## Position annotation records
▬▬▬▬▬▬
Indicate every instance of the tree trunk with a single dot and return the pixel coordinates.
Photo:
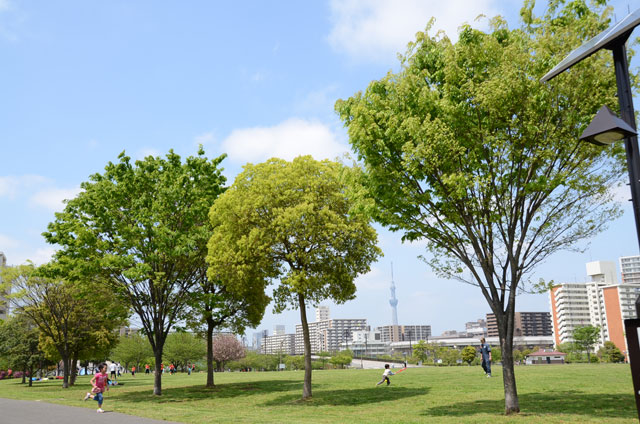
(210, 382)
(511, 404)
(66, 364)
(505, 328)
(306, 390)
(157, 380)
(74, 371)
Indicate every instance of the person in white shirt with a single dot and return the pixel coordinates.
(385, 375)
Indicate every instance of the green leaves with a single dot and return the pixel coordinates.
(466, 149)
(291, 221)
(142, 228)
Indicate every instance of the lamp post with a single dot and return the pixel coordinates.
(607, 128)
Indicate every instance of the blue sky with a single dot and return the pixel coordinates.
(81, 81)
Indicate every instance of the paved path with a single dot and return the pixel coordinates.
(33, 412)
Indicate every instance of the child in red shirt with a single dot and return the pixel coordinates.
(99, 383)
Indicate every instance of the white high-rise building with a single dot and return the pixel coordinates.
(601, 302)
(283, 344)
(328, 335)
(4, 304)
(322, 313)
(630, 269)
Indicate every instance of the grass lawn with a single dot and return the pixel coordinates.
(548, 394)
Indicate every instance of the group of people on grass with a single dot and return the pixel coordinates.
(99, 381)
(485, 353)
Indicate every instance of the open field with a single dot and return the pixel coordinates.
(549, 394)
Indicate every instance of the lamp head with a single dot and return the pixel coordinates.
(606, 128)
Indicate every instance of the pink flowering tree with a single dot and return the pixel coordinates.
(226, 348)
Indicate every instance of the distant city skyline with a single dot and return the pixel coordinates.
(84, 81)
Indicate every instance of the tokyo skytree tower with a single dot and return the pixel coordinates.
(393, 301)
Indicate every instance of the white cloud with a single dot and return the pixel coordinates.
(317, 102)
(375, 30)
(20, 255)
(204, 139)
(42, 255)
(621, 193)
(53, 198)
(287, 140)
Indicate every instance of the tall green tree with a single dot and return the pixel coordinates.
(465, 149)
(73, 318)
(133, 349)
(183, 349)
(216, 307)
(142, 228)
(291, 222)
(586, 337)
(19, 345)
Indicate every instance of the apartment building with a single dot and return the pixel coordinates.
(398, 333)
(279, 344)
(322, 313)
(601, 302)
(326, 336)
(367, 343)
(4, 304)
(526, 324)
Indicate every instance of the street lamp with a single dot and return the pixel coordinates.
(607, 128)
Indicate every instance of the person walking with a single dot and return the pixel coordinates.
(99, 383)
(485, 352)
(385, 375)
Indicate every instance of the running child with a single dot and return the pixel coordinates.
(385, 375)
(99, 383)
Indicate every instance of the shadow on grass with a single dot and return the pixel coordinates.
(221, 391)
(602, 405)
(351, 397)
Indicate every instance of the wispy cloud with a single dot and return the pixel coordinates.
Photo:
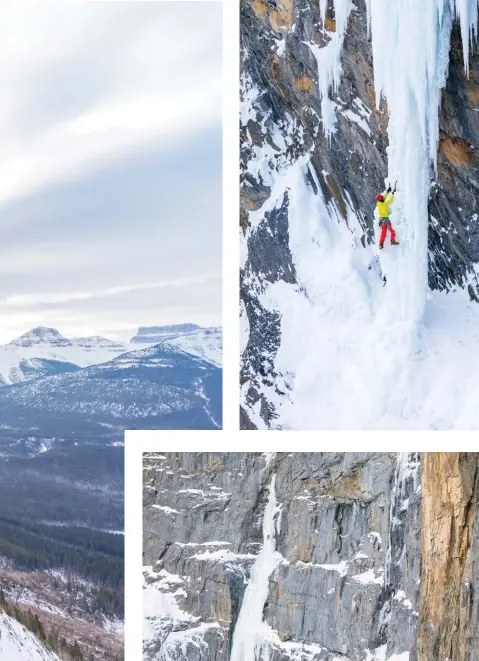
▬▬▬▬▬▬
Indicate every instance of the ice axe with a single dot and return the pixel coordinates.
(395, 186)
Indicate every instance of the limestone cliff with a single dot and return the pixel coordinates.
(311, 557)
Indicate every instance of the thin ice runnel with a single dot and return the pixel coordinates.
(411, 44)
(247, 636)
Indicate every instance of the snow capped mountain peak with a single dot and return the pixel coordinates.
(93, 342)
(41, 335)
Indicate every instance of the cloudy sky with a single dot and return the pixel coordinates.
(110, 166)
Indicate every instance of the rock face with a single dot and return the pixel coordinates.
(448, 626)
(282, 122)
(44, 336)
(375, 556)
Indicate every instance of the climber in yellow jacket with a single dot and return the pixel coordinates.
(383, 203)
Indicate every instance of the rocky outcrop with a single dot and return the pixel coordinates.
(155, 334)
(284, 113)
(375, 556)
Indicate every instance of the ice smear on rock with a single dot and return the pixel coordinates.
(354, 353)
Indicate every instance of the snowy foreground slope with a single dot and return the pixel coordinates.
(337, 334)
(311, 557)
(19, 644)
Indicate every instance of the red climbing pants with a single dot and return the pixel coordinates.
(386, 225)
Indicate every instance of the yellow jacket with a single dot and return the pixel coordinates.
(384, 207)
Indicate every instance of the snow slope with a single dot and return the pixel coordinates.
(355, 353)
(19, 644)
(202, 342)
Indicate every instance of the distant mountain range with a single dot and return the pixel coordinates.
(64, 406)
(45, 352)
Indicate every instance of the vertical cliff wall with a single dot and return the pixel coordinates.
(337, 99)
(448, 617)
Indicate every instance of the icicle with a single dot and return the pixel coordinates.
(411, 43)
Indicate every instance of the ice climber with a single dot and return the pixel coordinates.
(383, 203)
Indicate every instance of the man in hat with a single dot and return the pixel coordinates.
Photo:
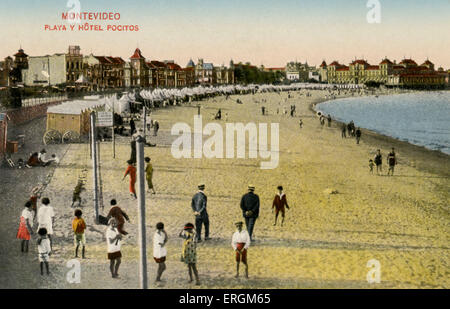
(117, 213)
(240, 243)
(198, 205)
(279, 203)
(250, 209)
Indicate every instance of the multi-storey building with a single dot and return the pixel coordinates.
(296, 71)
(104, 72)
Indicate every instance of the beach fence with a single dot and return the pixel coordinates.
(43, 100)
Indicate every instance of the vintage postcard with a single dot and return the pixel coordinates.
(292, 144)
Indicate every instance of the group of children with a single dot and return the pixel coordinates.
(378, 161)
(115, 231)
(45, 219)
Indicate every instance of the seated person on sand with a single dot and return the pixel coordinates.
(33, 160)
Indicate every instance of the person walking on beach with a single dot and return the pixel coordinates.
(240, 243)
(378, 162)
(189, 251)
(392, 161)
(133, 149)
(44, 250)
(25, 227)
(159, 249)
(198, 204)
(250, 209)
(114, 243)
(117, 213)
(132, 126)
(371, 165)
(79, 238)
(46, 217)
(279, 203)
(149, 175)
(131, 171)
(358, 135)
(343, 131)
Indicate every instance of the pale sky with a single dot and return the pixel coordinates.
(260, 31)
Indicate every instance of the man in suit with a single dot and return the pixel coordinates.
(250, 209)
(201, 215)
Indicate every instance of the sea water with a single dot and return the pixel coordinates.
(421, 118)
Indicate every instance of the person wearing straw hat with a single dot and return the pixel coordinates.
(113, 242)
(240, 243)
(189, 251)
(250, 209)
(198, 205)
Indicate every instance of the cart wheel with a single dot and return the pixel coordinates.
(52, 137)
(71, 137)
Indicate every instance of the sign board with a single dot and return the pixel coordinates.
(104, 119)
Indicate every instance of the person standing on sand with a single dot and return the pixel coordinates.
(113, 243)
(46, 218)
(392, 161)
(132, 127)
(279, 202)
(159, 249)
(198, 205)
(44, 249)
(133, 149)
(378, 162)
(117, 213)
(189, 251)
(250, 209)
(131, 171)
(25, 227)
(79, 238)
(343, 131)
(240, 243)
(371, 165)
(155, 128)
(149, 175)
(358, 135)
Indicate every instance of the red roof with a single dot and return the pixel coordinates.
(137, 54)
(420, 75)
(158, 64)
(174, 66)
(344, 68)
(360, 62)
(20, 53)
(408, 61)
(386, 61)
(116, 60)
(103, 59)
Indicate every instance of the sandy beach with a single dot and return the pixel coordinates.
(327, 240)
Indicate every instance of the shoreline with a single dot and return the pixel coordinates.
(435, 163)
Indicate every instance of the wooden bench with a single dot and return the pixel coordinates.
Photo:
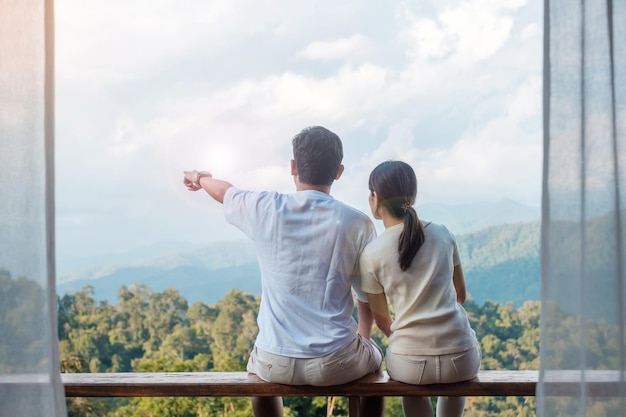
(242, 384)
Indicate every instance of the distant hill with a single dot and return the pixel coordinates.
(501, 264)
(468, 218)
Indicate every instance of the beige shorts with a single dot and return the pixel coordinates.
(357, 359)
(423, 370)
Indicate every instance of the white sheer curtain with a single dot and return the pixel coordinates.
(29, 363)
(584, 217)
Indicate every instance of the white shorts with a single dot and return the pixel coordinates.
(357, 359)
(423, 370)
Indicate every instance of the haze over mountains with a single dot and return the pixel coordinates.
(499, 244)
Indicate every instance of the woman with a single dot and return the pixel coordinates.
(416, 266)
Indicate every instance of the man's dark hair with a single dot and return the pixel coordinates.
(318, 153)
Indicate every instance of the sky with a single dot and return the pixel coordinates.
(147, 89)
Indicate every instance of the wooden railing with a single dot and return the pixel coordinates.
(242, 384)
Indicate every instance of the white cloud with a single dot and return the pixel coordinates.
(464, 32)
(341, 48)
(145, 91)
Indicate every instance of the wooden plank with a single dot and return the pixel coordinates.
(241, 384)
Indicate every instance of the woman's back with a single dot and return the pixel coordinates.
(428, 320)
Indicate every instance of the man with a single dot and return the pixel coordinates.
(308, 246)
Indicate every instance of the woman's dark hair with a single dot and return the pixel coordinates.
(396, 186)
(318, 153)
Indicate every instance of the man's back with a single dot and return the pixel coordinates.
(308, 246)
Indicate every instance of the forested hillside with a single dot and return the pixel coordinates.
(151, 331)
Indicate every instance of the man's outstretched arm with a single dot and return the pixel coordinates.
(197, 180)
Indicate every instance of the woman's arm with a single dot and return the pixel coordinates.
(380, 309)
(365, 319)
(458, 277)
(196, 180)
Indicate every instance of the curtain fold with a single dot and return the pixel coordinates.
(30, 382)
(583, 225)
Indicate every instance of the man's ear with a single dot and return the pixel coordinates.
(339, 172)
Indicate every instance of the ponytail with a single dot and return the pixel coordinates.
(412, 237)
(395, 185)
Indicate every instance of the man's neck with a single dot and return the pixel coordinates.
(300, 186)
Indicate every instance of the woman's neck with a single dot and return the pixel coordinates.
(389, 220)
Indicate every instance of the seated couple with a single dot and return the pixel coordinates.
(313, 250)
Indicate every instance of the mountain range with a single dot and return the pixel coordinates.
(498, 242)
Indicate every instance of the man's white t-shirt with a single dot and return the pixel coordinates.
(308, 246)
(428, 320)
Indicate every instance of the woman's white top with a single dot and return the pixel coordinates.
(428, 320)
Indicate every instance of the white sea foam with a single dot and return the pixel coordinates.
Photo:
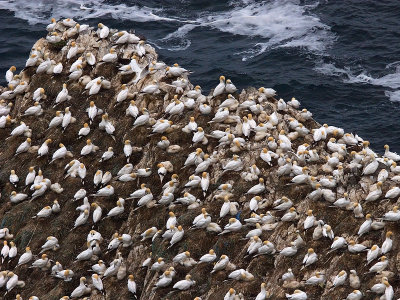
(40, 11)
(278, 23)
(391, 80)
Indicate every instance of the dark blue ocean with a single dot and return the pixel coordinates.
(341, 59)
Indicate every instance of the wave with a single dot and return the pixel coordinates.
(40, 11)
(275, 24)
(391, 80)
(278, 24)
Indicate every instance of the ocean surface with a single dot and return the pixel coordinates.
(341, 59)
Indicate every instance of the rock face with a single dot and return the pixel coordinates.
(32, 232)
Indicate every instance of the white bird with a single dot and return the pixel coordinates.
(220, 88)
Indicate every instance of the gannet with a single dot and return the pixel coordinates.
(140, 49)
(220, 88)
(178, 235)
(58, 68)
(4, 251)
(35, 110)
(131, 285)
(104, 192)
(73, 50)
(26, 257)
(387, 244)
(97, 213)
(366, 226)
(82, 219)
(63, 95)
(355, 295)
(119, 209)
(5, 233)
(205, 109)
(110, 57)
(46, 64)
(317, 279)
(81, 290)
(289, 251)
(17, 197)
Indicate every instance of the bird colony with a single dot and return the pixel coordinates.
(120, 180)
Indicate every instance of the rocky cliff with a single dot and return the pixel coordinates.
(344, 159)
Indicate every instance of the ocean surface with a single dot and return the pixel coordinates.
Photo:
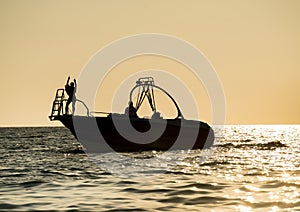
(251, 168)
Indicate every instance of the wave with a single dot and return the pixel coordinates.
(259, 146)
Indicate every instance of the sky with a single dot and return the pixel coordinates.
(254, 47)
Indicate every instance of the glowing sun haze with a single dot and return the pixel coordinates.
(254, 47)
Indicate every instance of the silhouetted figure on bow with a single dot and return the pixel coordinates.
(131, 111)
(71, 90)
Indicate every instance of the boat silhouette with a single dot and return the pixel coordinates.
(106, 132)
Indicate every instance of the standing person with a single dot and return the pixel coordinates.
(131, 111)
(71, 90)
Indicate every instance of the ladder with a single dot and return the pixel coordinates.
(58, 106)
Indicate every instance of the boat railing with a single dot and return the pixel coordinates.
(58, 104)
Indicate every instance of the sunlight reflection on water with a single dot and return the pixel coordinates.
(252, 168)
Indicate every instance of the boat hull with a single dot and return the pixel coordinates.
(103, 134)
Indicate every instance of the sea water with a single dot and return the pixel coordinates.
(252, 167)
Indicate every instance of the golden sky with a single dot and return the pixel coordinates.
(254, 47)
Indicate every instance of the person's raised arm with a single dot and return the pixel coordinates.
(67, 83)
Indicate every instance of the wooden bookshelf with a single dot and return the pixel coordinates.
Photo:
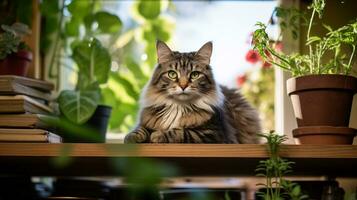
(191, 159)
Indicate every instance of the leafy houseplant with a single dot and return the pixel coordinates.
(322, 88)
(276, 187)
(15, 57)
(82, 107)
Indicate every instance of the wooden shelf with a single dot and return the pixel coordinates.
▬▬▬▬▬▬
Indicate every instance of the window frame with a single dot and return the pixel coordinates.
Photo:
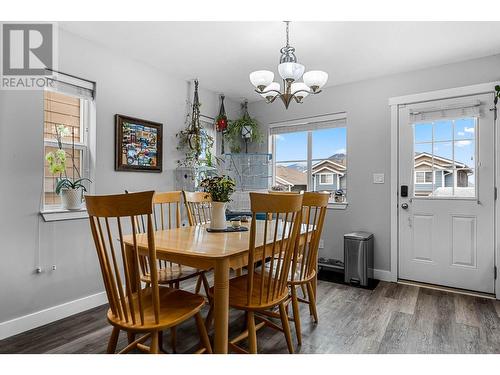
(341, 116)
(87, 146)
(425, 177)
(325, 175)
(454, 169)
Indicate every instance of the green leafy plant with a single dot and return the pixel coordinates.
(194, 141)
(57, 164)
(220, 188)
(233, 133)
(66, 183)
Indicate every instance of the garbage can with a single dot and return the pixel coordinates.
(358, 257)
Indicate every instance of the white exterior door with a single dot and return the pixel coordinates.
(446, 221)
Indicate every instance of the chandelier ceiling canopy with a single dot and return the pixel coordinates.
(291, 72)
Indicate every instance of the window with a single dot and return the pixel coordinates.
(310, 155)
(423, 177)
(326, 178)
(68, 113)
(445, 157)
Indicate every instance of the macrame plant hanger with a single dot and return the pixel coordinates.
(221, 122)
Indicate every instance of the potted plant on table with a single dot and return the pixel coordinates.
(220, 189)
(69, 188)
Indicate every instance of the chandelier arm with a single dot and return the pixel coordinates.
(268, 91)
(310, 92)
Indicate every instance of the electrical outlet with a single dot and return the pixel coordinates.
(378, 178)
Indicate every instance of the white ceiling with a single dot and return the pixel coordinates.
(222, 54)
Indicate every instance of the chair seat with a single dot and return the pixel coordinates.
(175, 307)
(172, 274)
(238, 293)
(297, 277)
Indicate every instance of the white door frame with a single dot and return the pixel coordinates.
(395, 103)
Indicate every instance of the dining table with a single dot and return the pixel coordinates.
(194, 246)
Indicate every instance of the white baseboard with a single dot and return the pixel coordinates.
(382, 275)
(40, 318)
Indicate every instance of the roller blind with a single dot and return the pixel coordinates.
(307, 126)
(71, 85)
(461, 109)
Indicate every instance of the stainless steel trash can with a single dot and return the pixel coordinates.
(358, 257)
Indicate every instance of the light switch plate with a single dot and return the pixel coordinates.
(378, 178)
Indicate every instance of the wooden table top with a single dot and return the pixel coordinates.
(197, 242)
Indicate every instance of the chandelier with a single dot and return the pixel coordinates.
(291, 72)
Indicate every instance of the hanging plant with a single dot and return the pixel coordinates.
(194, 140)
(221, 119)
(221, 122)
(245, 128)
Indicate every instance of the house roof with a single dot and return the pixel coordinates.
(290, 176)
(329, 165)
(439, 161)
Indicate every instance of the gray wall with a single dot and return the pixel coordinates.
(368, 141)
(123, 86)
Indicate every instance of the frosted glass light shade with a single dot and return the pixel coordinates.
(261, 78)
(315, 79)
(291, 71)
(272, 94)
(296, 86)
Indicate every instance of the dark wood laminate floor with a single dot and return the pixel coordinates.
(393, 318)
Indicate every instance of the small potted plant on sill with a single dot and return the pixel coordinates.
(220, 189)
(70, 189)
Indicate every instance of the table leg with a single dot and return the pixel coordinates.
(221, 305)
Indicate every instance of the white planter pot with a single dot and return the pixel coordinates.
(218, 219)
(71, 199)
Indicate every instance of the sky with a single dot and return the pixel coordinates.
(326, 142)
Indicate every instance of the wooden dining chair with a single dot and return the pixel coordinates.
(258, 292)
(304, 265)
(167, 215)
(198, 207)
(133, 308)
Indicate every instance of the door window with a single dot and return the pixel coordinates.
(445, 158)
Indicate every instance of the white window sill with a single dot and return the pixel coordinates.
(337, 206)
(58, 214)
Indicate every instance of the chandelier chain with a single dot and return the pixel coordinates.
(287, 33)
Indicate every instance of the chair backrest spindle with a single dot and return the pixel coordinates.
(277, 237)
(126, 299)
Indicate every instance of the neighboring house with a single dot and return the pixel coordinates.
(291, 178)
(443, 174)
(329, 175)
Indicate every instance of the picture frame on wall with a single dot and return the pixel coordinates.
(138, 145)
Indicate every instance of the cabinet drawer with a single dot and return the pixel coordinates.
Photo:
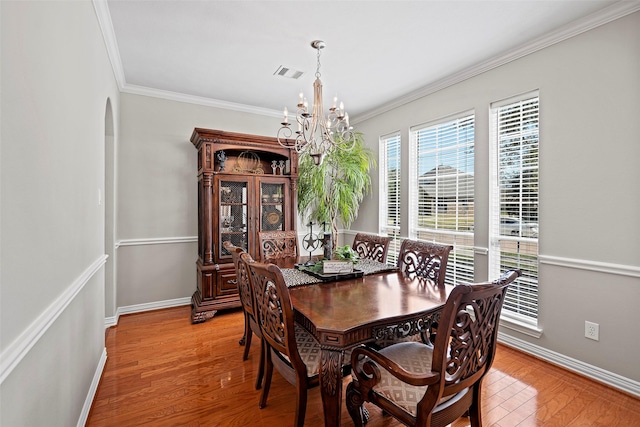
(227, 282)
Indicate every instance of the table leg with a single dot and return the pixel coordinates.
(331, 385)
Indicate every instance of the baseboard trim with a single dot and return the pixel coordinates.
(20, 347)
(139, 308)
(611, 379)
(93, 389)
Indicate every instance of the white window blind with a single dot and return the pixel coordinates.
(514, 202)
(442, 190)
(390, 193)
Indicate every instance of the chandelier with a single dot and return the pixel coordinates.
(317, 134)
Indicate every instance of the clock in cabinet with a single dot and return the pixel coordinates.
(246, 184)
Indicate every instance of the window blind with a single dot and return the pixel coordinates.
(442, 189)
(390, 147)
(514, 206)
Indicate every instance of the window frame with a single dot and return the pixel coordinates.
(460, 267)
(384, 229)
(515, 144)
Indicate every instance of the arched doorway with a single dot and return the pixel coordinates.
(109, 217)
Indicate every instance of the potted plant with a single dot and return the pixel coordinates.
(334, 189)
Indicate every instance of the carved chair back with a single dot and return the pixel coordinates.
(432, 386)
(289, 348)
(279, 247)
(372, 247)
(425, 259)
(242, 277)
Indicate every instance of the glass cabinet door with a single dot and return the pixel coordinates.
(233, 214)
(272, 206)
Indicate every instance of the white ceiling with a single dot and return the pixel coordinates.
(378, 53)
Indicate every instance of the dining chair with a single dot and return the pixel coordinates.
▬▬▬▬▬▬
## Direction
Please report how many lines in the data above contain the string "sill", treating uppercase and lowercase as different. Reply with the number alone.

## Solution for this problem
2